**Exercise set:**
**1)** Answer these questions about the forum thread below:
(a) When is the arraignment hearing?
(b) What two reasons does the lawyer give for why finding a value for Foxxy will be difficult?
(c) According to CuddlesMom, what is going to happen to the owner's dog?
**2)** Reproduce word for word the part of the forum thread that opens with the words containing "I'm so sorry" and closes with "would be devastated.".

**Exercise text:**
........
Honestly, as much as we thought Foxxy was the sun, moon and stars in our lives, she was just property before the law. That's the big stick in the whole clockwork. If life was good and just, this guy would be put in the same as any person who was guilty of negligent homicide. Can't do it. My lawyer says that finding a value for foxxy will be difficult because she was a rescue and the only value we can really truthfully attach to her is emotional, which is something notoriously hard to place a value on, and something a jury would have to decide.

His arraignment hearing is August 30. I thought it would be the 16th but it got pushed back.


----------



## CuddlesMom (Feb 22, 2014)

I'm so sorry to hear what happened to your poor girl . That sounds like a terrible way to lose a chi. If that ever happened to my little girl, I would be devastated. 
It is a very scary world we live in, in which we have to carefully watch every corner for dangerous dogs and reckless owners.

The owner truly sounds like total scum. He probably doesn't even realize it's his own fault his dog is going to be euthanized.


----------



## Huly (Mar 5, 2012)

Hugs and prayers!


----------



## lyredragon (Jul 28, 2010)

CuddlesMom said:


> . He probably doesn't even realize it's his own fault his dog is going to be euthanized.
........
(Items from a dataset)
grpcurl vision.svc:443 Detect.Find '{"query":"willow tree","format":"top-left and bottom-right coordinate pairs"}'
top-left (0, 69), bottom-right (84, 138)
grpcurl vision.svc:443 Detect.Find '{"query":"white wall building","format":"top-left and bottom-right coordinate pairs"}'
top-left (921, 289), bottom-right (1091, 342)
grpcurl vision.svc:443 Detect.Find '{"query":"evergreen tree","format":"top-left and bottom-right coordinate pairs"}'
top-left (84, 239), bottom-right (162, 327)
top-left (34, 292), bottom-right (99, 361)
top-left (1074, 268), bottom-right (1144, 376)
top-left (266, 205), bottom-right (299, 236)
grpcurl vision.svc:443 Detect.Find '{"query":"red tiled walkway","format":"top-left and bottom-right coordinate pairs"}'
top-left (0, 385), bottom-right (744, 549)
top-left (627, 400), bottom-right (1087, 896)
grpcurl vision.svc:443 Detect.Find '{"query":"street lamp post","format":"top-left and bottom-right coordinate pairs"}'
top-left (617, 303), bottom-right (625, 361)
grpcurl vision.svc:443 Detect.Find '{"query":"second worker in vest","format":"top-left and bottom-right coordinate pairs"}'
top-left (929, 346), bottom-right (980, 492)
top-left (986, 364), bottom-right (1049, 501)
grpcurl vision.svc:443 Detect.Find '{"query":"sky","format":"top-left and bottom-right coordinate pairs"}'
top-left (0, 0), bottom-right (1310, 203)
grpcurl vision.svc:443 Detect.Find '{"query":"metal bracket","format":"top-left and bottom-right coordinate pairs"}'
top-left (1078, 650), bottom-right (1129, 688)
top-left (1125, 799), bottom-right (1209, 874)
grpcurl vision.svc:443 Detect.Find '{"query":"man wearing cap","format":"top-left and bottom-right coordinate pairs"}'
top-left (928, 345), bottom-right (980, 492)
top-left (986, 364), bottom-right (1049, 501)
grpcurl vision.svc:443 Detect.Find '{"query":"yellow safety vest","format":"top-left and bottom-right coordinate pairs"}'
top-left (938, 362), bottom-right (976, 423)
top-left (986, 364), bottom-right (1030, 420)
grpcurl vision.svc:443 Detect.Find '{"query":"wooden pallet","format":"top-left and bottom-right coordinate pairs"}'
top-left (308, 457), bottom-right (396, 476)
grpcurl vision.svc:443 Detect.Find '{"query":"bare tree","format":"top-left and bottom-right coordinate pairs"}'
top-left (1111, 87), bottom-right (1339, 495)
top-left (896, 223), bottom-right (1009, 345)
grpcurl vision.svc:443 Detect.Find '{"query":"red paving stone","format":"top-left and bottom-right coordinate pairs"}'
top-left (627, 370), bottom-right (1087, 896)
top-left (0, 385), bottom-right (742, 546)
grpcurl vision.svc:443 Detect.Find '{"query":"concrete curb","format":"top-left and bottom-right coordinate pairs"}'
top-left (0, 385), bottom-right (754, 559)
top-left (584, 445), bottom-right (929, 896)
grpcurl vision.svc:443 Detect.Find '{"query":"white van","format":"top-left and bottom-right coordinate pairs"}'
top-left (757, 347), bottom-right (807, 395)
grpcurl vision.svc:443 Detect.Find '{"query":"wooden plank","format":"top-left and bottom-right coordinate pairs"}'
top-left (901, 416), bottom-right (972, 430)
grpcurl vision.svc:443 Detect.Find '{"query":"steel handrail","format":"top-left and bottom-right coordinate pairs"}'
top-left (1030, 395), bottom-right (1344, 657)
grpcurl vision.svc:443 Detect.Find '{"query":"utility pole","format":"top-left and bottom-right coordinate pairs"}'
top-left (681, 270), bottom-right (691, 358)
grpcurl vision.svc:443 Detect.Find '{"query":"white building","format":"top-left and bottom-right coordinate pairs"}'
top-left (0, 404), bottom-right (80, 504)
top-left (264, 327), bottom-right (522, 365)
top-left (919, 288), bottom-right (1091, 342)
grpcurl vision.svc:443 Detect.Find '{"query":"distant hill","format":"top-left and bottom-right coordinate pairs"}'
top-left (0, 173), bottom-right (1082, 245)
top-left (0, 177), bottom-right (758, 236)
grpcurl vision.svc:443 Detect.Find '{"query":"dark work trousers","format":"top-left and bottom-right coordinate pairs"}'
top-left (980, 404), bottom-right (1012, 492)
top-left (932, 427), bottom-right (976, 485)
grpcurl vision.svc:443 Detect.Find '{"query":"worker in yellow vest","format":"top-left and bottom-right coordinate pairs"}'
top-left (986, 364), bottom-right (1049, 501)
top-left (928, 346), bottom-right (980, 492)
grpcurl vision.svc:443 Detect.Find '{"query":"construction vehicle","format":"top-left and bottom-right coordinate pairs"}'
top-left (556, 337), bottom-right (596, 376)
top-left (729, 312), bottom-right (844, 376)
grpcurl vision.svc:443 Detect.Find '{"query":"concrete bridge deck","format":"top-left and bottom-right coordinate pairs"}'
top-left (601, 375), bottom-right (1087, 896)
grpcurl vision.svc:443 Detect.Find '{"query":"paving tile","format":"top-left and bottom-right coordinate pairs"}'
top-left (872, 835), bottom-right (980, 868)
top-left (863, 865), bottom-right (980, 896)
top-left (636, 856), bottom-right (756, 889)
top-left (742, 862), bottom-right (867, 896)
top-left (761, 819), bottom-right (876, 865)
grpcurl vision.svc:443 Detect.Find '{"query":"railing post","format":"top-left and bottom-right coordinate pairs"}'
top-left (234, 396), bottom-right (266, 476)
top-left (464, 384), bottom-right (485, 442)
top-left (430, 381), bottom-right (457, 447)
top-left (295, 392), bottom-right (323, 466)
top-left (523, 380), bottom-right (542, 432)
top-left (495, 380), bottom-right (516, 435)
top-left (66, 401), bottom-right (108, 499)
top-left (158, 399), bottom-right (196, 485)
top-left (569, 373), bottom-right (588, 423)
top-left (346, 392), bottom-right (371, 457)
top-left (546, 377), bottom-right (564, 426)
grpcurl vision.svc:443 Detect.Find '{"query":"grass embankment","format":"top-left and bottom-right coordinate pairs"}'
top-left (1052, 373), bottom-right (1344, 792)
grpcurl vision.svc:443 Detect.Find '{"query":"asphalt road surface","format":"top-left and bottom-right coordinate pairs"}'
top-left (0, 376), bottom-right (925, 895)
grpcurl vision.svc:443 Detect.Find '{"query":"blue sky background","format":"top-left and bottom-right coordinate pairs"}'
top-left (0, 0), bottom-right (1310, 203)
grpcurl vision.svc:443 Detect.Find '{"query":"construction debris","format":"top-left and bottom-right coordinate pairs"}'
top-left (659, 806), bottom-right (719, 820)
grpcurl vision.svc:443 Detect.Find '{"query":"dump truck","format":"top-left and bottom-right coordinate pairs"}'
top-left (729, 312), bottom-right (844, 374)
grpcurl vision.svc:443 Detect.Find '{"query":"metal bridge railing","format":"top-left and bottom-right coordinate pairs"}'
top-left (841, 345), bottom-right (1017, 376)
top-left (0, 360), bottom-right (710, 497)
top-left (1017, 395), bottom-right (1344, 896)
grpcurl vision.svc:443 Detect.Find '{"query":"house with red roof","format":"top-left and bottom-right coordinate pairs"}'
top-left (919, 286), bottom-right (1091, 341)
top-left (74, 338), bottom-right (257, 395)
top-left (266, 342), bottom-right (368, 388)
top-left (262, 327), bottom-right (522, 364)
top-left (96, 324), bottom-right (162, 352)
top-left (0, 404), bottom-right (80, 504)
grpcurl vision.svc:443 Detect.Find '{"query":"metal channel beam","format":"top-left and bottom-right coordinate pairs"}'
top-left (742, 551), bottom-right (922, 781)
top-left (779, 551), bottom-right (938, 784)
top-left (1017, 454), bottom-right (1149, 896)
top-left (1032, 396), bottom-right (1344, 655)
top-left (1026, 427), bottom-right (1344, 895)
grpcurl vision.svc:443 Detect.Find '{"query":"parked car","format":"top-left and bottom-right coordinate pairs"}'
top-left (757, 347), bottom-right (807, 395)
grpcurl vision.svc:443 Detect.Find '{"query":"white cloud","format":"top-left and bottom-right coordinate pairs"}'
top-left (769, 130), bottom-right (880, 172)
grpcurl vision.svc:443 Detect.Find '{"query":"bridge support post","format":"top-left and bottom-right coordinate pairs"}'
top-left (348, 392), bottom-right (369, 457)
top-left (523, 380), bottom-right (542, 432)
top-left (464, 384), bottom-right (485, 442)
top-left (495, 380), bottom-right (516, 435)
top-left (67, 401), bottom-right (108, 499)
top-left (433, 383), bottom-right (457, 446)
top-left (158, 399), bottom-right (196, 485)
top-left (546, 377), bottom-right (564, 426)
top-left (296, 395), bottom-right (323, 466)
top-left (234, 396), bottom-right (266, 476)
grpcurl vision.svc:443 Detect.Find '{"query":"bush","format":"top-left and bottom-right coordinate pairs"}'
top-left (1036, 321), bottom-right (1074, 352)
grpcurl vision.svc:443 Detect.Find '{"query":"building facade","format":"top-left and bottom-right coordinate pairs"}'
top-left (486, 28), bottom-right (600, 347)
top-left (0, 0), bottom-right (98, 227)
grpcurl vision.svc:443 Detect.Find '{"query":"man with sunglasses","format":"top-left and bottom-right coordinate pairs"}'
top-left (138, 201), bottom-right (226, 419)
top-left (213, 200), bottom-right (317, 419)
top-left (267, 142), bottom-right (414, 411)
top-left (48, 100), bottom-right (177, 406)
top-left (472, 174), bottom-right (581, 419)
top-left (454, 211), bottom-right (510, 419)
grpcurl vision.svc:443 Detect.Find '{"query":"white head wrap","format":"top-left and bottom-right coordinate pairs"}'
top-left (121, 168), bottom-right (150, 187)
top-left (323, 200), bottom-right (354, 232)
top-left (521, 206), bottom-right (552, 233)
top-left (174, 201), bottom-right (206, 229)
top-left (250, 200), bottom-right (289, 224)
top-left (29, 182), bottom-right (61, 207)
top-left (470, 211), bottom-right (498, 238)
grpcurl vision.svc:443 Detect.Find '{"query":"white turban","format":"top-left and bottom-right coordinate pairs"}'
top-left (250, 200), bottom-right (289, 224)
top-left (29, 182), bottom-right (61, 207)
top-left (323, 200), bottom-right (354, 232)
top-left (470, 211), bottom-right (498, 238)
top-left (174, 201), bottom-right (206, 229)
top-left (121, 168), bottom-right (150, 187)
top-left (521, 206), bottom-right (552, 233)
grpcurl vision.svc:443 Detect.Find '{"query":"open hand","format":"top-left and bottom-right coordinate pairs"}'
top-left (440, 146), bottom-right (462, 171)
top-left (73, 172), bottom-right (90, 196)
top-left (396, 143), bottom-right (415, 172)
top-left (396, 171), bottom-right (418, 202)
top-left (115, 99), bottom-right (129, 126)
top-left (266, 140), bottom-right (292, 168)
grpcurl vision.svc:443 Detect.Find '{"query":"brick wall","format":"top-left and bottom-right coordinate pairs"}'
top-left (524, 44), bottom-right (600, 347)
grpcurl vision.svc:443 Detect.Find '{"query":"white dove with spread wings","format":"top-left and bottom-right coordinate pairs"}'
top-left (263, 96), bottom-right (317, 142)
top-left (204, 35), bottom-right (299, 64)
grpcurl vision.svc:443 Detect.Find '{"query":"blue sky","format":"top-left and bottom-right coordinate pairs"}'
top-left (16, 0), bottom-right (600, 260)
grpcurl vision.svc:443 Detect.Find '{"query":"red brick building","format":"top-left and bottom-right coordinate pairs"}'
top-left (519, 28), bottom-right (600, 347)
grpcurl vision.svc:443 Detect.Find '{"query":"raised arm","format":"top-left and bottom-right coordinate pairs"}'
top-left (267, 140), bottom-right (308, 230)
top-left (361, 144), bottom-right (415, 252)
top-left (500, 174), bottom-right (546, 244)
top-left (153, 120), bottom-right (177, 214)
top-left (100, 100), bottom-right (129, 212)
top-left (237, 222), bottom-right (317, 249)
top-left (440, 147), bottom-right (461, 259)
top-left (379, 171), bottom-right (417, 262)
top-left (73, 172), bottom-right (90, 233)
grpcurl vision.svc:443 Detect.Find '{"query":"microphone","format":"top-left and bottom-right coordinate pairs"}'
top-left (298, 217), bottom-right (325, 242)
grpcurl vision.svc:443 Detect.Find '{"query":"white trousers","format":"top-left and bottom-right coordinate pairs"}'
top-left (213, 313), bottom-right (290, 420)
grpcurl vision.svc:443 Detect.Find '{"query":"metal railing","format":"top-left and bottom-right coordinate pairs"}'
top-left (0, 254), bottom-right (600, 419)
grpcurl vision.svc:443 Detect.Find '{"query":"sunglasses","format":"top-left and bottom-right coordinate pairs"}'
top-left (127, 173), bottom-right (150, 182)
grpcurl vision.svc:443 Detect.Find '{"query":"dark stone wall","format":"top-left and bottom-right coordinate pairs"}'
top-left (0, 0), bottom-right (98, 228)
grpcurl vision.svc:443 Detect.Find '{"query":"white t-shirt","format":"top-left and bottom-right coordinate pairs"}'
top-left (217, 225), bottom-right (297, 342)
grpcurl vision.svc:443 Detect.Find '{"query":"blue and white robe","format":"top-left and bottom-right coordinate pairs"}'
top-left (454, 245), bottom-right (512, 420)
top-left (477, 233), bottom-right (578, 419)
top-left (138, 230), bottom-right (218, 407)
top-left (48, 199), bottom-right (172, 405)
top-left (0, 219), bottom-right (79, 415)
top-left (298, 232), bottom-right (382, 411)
........
**Answer list:**
**1)**
(a) August 30.
(b) Foxxy was a rescue, and the only value that can truthfully be attached to her is emotional.
(c) It is going to be euthanized.

**2)**
I'm so sorry to hear what happened to your poor girl . That sounds like a terrible way to lose a chi. If that ever happened to my little girl, I would be devastated.